TASK GOAL
Find every line in the records below that contains the word "papery" and copy each of those lines.

DATA SHOWN
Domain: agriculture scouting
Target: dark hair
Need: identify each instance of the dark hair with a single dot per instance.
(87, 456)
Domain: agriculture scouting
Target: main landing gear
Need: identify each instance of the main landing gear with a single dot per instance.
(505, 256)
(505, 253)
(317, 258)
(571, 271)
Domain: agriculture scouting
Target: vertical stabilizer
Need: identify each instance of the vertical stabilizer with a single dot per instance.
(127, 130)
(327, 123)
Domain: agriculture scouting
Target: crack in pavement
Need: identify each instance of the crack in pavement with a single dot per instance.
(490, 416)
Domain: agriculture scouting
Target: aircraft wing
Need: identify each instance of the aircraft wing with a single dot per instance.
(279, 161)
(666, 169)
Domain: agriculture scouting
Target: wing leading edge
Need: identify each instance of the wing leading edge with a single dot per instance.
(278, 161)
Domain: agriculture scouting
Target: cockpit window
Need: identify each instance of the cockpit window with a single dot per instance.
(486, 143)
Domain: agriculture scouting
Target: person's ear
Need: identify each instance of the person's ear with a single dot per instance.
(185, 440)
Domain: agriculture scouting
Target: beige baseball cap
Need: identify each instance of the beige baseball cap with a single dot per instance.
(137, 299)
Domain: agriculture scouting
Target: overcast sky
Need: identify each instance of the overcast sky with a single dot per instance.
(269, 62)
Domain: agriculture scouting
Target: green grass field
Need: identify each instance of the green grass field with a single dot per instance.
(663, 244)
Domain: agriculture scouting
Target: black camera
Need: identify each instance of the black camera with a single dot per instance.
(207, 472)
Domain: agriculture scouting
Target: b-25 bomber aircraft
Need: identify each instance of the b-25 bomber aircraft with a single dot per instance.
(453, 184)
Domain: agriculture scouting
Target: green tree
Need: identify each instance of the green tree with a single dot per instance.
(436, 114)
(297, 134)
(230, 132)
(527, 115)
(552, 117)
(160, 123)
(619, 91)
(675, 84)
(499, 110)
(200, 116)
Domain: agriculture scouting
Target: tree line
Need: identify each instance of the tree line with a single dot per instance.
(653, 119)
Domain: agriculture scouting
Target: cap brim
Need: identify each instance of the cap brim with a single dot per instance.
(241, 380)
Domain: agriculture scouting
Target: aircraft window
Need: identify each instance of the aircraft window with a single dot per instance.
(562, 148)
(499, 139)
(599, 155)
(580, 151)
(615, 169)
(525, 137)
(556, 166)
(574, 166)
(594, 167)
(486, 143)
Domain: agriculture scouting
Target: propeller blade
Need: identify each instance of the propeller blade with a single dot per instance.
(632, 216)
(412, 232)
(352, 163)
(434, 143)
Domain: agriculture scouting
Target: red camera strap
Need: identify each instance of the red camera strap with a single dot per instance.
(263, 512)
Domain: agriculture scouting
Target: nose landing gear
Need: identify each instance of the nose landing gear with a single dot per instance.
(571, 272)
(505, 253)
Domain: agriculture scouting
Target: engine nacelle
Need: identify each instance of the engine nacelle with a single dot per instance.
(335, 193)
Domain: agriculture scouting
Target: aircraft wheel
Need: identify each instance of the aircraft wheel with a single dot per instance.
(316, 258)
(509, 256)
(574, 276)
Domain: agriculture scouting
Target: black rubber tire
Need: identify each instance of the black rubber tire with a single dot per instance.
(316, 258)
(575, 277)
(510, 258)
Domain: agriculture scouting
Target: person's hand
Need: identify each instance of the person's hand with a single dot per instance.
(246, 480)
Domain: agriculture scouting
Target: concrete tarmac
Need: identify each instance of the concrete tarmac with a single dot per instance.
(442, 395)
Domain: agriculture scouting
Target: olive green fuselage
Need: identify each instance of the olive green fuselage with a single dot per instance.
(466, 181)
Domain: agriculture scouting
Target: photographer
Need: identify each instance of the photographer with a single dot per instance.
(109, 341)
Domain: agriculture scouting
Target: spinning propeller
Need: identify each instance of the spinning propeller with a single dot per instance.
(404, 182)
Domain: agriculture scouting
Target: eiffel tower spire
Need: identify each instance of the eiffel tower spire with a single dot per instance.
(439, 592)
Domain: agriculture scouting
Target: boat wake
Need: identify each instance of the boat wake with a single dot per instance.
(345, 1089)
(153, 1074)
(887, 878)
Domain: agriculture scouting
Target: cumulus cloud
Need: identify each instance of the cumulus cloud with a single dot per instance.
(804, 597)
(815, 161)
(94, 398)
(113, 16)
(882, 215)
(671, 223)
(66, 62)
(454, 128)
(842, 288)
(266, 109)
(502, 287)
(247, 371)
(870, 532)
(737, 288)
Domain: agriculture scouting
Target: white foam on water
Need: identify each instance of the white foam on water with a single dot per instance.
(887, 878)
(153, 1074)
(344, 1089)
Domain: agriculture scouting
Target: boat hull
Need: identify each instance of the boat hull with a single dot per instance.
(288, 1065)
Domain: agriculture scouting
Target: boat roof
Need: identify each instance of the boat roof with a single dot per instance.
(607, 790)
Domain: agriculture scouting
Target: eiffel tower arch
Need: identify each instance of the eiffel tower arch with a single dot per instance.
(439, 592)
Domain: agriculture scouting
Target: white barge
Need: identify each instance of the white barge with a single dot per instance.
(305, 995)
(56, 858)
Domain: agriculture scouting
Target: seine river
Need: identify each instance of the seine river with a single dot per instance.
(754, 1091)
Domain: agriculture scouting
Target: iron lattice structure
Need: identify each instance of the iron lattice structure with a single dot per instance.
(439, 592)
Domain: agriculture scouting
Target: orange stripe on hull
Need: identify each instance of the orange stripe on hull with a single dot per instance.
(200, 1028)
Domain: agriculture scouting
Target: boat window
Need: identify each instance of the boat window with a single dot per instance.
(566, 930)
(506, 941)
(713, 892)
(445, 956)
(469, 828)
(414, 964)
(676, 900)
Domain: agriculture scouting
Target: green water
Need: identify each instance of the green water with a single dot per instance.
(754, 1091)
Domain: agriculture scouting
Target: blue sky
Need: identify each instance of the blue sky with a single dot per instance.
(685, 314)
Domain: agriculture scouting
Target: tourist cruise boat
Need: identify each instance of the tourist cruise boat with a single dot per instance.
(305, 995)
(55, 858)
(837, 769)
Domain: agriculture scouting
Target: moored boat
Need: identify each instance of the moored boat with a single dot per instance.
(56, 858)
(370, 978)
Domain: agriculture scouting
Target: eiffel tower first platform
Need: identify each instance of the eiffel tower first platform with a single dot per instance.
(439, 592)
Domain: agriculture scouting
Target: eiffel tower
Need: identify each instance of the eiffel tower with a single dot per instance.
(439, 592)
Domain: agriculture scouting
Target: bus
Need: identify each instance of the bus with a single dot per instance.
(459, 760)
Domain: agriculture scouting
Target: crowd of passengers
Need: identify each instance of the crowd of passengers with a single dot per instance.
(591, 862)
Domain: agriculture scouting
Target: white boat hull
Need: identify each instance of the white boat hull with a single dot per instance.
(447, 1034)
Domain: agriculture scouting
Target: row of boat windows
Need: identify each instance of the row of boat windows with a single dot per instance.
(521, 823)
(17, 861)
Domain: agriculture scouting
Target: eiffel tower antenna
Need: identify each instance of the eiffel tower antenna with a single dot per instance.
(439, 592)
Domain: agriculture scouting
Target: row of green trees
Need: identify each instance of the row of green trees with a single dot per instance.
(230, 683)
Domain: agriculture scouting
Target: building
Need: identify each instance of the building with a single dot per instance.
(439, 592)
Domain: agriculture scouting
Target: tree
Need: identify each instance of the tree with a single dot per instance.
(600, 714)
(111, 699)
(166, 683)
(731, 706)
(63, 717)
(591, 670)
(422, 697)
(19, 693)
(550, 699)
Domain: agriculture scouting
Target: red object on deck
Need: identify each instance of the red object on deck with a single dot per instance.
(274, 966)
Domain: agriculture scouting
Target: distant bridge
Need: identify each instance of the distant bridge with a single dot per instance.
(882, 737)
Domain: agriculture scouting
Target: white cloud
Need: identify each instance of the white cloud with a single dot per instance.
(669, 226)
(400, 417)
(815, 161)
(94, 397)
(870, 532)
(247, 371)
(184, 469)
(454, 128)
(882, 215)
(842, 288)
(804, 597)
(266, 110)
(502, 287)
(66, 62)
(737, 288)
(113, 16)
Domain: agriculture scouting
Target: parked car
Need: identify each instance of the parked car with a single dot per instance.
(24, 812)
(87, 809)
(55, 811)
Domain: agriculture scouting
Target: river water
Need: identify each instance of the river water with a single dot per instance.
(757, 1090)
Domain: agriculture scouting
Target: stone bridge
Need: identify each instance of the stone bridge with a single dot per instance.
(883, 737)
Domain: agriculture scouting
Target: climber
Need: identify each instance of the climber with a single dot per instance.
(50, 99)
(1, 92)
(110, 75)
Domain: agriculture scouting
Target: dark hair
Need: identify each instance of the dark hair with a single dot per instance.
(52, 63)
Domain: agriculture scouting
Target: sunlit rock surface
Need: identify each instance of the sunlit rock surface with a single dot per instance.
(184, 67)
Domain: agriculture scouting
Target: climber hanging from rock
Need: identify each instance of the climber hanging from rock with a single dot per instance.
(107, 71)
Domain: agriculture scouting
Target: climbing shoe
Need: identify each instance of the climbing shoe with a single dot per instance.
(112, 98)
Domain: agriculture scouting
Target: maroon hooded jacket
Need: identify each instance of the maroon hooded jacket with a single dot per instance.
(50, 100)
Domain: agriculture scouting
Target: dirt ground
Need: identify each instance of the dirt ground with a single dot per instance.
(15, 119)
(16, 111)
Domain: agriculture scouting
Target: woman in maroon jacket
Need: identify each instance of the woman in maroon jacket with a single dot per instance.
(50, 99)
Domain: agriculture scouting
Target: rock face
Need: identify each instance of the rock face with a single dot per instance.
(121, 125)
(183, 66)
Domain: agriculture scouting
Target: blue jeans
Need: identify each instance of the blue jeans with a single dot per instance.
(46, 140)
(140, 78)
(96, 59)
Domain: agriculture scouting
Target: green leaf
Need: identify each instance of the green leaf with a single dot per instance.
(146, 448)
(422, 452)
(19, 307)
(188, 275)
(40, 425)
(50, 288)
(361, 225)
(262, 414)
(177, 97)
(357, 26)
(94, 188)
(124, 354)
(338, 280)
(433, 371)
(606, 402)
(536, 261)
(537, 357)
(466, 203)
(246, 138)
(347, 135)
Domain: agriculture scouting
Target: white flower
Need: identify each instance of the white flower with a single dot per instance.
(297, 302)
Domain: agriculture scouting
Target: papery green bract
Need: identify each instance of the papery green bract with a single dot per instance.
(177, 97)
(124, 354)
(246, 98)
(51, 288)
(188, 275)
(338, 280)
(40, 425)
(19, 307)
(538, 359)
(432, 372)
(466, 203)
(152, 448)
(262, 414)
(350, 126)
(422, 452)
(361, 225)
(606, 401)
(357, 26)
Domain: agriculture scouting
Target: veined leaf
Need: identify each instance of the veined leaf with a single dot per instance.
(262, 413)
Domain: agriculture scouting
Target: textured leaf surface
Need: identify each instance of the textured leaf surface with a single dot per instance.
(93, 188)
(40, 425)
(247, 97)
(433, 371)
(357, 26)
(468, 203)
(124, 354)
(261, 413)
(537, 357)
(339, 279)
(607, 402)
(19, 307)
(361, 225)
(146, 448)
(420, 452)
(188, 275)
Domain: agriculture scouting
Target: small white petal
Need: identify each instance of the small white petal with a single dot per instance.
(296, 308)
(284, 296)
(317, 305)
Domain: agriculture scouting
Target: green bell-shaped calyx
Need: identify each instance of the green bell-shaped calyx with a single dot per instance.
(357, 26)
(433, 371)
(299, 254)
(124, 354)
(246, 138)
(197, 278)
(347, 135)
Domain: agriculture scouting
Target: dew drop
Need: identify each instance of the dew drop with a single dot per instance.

EXERCISE OUTPUT
Target: papery green bract
Need: identify each instance of the papery green bract with a single dot per instance.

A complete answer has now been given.